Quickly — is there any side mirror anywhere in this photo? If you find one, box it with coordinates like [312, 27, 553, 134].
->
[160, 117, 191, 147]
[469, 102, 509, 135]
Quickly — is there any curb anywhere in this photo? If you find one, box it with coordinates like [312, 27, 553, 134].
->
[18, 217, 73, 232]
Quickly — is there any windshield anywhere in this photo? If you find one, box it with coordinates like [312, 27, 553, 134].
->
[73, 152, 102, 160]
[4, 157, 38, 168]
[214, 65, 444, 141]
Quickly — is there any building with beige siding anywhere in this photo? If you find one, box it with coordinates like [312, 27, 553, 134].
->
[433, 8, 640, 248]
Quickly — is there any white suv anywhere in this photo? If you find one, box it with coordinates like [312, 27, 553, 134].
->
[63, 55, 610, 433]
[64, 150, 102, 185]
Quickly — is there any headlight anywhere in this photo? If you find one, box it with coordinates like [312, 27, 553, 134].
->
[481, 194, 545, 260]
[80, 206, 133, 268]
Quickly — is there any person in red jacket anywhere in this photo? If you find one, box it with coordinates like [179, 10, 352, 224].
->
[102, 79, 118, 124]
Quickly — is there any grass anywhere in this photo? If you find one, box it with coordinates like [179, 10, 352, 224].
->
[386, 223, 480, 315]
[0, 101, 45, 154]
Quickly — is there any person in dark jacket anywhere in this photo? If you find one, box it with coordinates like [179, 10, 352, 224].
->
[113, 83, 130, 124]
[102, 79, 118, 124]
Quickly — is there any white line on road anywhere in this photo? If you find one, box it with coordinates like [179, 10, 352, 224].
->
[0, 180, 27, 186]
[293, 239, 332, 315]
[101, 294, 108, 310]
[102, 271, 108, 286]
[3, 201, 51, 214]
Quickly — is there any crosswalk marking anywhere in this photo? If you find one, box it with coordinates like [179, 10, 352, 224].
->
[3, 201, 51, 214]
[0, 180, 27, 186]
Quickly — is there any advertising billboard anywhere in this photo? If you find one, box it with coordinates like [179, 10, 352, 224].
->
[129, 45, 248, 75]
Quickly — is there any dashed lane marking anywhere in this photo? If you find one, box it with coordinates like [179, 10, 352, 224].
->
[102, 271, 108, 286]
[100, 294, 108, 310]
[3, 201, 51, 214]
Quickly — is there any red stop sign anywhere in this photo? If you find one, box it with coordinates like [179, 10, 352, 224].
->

━━━━━━━━━━━━━━━━━━━━

Task requirements:
Return every line of the listing above as a JSON array of strings, one string per line, with blank lines omitted.

Solution to the exercise:
[
  "Quickly — is there any side mirror anywhere in this photo? If you find one, box it with coordinates like [312, 27, 553, 134].",
  "->",
  "[160, 117, 191, 147]",
  "[469, 102, 509, 135]",
  "Quickly — is there any curb anywhere in this photo? If you find one, box it with coordinates like [312, 27, 553, 134].",
  "->",
  "[18, 217, 73, 232]",
  "Quickly — is there any windshield anywhere in this photo? If you find one, box it with coordinates like [312, 27, 553, 134].",
  "->",
  "[73, 152, 102, 160]",
  "[4, 157, 38, 168]",
  "[214, 65, 444, 141]",
  "Quickly — is there any building with beige siding anywhere in this photo? If you find one, box it with coordinates like [312, 27, 553, 134].",
  "->",
  "[433, 8, 640, 248]",
  "Quickly — is there any white suv anywhere in this photo? If you find one, box it with coordinates like [312, 27, 553, 134].",
  "->",
  "[63, 55, 610, 433]",
  "[64, 150, 102, 185]",
  "Quickly — is there any headlight anywhere in this photo? If you find one, box it with coordinates like [312, 27, 553, 134].",
  "->",
  "[481, 194, 545, 260]",
  "[80, 206, 133, 268]",
  "Quickly — is there any person in red jacket anywhere in this photo? If you find one, box it with coordinates like [179, 10, 352, 224].",
  "->",
  "[102, 79, 118, 124]",
  "Quickly — is there any grass anywhere in this photo? If you find one, box it with coordinates like [179, 10, 352, 224].",
  "->",
  "[386, 223, 480, 315]",
  "[0, 101, 45, 154]",
  "Quickly — is there any person in dark jacket anywhere in this photo? If you find one, box it with coordinates like [179, 10, 352, 224].",
  "->",
  "[113, 83, 130, 124]",
  "[102, 79, 118, 124]",
  "Quickly — is there any white line on road anywhere in this photo? If you find one, box it with coordinates like [179, 10, 352, 224].",
  "->",
  "[0, 180, 27, 186]",
  "[293, 239, 332, 315]",
  "[101, 294, 108, 310]",
  "[102, 271, 108, 286]",
  "[3, 201, 51, 214]",
  "Quickly — is there any crosswalk marking anywhere in this photo? If you find one, box it with coordinates like [179, 10, 352, 224].",
  "->",
  "[3, 201, 51, 214]",
  "[0, 180, 27, 186]",
  "Quickly — is there any advertising billboard anywhere in this photo? If you find one, box it with coordinates like [179, 10, 352, 224].",
  "->",
  "[129, 45, 248, 75]",
  "Quickly — is there any dashed lane marking anywhere in this photo? If you find one, box it with coordinates like [179, 10, 352, 224].",
  "->",
  "[102, 271, 108, 286]",
  "[100, 294, 108, 310]",
  "[3, 201, 51, 214]",
  "Quickly — is there any red stop sign anywhere in this photo? If you find one, box it with coordinates like [179, 10, 352, 224].",
  "->"
]